THE TASK:
Repeat each entry below exactly as it stands.

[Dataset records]
○ ○ ○ ○

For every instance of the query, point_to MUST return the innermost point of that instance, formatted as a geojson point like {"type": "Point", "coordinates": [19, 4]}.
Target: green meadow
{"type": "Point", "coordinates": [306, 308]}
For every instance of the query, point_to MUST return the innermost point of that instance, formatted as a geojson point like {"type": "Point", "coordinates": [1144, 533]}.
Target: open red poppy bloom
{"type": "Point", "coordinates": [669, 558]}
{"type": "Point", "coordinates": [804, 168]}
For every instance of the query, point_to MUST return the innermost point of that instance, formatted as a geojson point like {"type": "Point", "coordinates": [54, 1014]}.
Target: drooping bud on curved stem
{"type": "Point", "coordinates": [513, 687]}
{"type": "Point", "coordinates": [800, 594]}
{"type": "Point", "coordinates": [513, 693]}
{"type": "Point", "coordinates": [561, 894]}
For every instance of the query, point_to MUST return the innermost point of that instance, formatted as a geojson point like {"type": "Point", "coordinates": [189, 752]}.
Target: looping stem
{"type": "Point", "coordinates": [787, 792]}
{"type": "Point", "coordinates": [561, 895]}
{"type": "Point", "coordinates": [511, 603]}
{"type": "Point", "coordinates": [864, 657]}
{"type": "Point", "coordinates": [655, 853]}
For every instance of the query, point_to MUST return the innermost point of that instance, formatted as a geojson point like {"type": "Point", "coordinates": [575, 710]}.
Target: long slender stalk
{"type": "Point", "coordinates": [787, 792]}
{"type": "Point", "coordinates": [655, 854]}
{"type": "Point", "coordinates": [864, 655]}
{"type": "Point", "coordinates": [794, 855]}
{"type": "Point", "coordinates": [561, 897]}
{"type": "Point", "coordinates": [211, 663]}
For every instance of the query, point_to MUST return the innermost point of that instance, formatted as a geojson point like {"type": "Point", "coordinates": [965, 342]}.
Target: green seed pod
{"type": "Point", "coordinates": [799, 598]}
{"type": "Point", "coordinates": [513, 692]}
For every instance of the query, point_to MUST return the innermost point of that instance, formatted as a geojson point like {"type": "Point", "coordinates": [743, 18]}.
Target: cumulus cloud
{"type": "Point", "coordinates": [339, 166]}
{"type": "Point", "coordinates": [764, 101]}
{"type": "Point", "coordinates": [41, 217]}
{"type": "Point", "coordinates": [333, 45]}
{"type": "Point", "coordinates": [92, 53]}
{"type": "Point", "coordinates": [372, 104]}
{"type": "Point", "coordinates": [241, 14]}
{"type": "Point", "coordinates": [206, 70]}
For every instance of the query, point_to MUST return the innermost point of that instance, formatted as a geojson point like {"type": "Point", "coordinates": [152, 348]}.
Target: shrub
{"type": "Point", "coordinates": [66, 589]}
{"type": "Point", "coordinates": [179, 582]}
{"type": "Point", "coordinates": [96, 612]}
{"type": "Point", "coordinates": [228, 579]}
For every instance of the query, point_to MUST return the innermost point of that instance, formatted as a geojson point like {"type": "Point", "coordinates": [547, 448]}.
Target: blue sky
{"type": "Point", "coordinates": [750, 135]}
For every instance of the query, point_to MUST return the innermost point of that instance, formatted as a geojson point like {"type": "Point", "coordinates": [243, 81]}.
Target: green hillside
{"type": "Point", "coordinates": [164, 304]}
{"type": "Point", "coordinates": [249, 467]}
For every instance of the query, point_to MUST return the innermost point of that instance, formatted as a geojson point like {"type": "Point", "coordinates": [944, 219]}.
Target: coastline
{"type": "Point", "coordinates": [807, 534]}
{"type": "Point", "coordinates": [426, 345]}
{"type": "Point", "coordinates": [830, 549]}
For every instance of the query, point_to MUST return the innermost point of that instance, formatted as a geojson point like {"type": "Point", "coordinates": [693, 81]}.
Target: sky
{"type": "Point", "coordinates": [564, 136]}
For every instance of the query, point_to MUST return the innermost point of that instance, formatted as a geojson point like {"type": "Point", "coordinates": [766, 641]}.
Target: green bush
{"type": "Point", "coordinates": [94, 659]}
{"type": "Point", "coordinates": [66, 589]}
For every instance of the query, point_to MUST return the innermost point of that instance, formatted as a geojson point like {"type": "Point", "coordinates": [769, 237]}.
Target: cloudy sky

○ ○ ○ ○

YOUR SOLUTION:
For every instance of the query, point_to MUST return the innermost point of that instance, formatted as a geojson point like {"type": "Point", "coordinates": [19, 4]}.
Target: green meadow
{"type": "Point", "coordinates": [306, 308]}
For every instance of the query, point_to MUST return the innermost point of that instance, formatted as a geojson point like {"type": "Point", "coordinates": [1144, 533]}.
Target: open red poppy bloom
{"type": "Point", "coordinates": [669, 558]}
{"type": "Point", "coordinates": [804, 168]}
For every instance of the query, point_to MUST return the innermost point of that instance, formatted as a geojson point like {"type": "Point", "coordinates": [54, 1014]}.
Target: drooping bud on curved stem
{"type": "Point", "coordinates": [513, 687]}
{"type": "Point", "coordinates": [800, 594]}
{"type": "Point", "coordinates": [513, 693]}
{"type": "Point", "coordinates": [561, 894]}
For every instance of the query, point_to MUST return the innermost point of that instance, formatted as a geojson point like {"type": "Point", "coordinates": [189, 752]}.
Target: looping stem
{"type": "Point", "coordinates": [787, 792]}
{"type": "Point", "coordinates": [561, 895]}
{"type": "Point", "coordinates": [511, 603]}
{"type": "Point", "coordinates": [864, 657]}
{"type": "Point", "coordinates": [655, 853]}
For every instance of the query, point_to MUST return the innermost point of that instance, formatted as a geojson point like {"type": "Point", "coordinates": [575, 710]}.
Target: long slender stalk
{"type": "Point", "coordinates": [787, 792]}
{"type": "Point", "coordinates": [655, 854]}
{"type": "Point", "coordinates": [864, 655]}
{"type": "Point", "coordinates": [794, 855]}
{"type": "Point", "coordinates": [561, 897]}
{"type": "Point", "coordinates": [211, 663]}
For every instance of the query, point_to MUST return the innermost point of that instance, formatted as a geojson point like {"type": "Point", "coordinates": [965, 342]}.
Target: green seed pod
{"type": "Point", "coordinates": [799, 598]}
{"type": "Point", "coordinates": [513, 692]}
For every instance of the query, point_to MUST return the innermost point of that instance, formatted as a geojson point like {"type": "Point", "coordinates": [743, 18]}.
Target: cumulus cloud
{"type": "Point", "coordinates": [339, 166]}
{"type": "Point", "coordinates": [764, 101]}
{"type": "Point", "coordinates": [41, 217]}
{"type": "Point", "coordinates": [333, 45]}
{"type": "Point", "coordinates": [92, 53]}
{"type": "Point", "coordinates": [372, 104]}
{"type": "Point", "coordinates": [241, 14]}
{"type": "Point", "coordinates": [206, 70]}
For every instance of the query, point_to MUST return the innermost point of that instance, formatted as a geojson point like {"type": "Point", "coordinates": [152, 348]}.
Target: shrub
{"type": "Point", "coordinates": [66, 589]}
{"type": "Point", "coordinates": [179, 582]}
{"type": "Point", "coordinates": [96, 612]}
{"type": "Point", "coordinates": [228, 579]}
For every instance of the query, point_to MUST return the innermost point of that instance, formatted as a geojson point like {"type": "Point", "coordinates": [547, 448]}.
Target: blue sky
{"type": "Point", "coordinates": [750, 135]}
For every instance of the query, point_to MUST return the innermost point of that instance, formatted as a geojson point like {"type": "Point", "coordinates": [243, 81]}.
Target: green hillside
{"type": "Point", "coordinates": [164, 304]}
{"type": "Point", "coordinates": [249, 467]}
For every instance of the query, point_to MUST return the innermost point of that instance, formatted as a geojson point like {"type": "Point", "coordinates": [944, 219]}.
Target: coastline
{"type": "Point", "coordinates": [807, 534]}
{"type": "Point", "coordinates": [426, 345]}
{"type": "Point", "coordinates": [830, 549]}
For every instance of the query, point_to MUST return the innermost point of that instance, formatted as a geojson point like {"type": "Point", "coordinates": [693, 81]}.
Target: sky
{"type": "Point", "coordinates": [564, 136]}
For every instance of the query, point_to MUST return the innermost point of that instance, formatted as a geojson point like {"type": "Point", "coordinates": [766, 641]}.
Target: green bush
{"type": "Point", "coordinates": [94, 659]}
{"type": "Point", "coordinates": [66, 589]}
For every instance of the query, point_to MUST return the innermost point of that instance, formatted as a geojson point like {"type": "Point", "coordinates": [769, 237]}.
Target: cloudy sky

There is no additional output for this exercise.